Selected extract ->

--- --- ---

What is this term “Mythocracy” I use so prominently in the subtitle of this blog? Actually, “Mythocracy” is a term I coined for myself in the early 1970s to describe the role of Propaganda in Technology-Driven Democratic Societies.
In college, I had been a huge fan of the brilliant works of the French Catholic Intellectual, Jacques Ellul, and in particular his seminal works “The Technological Society” and later “Propaganda”. These works helped shape much of my early thinking regarding society, political economy, and the advance of science & technology in the world. Essentially, these books are really Part I and Part II of the same body of thought.
Briefly (and hardly doing justice to his work), technology is not about machines at all but rather about rationalized processes in social organizations. In other words, not only is engineering about technology but so is psychology, economics, law, business, education, etc. Technology is THE methodology we bring to all successful human endeavors to build productive social organizations. The end of the “cold War” meant the triumph, not of capitalism or democracy, but of technology. Propaganda is the cornerstone of a Technological Society. Propaganda is the necessary adjunct to the successfully maintainence and advance of technology. Basically technology and propaganda are conjointed siamese twins from birth and would die instantly if separated.
The problem I had was not with the ideas (which were presciently developed in the 1950s) but with the images they conjured up in most people. The word “Technology” conjured up images of machines rather than methods social organization. The word “Propaganda” conjured up images of evil dictators running printing presses of lies rather than the universal and spontaneous desire to understand ones world using simplifying explanatory principles.
The idea that propaganda could actually be “true” was just a foreign (read: french) concept to most people back then (and still is today). And even more outragious was the implication that intellectuals share a grand delusion (and still do) that they are somehow resistant to propaganda when, in fact, it is often intellectuals themselves who are the most “propagandized.” Not to mention the role of a “free press” in all of this.

--- --- ---

Records shown ->
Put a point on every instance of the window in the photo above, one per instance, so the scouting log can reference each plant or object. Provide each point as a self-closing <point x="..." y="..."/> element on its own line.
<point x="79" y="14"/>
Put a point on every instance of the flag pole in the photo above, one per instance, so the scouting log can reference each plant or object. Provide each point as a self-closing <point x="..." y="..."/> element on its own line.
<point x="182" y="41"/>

--- --- ---

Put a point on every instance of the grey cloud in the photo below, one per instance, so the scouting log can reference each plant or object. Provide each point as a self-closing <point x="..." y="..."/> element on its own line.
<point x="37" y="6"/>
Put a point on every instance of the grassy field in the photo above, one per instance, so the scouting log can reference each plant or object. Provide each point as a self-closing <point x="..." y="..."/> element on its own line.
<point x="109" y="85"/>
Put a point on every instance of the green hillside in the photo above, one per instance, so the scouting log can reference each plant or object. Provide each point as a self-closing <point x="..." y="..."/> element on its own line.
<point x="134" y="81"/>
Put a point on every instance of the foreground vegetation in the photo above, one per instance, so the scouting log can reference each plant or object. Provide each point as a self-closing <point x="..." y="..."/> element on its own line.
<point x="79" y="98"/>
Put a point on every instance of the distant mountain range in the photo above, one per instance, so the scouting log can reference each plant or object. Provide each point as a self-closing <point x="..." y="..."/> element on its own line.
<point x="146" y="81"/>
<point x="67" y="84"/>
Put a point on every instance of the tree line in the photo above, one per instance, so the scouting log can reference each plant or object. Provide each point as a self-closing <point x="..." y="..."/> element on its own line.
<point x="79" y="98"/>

--- --- ---

What the exercise asks ->
In the Mythocracy blog post, why did the author find Ellul's terms problematic even while agreeing with his ideas? Answer in one to three sentences.

Answer for this exercise ->
The problem was the images the words brought to mind for most people, not the ideas. "Technology" suggested machines instead of methods of social organization. "Propaganda" suggested evil dictators printing lies instead of the universal, spontaneous desire to understand one's world through simplifying explanatory principles.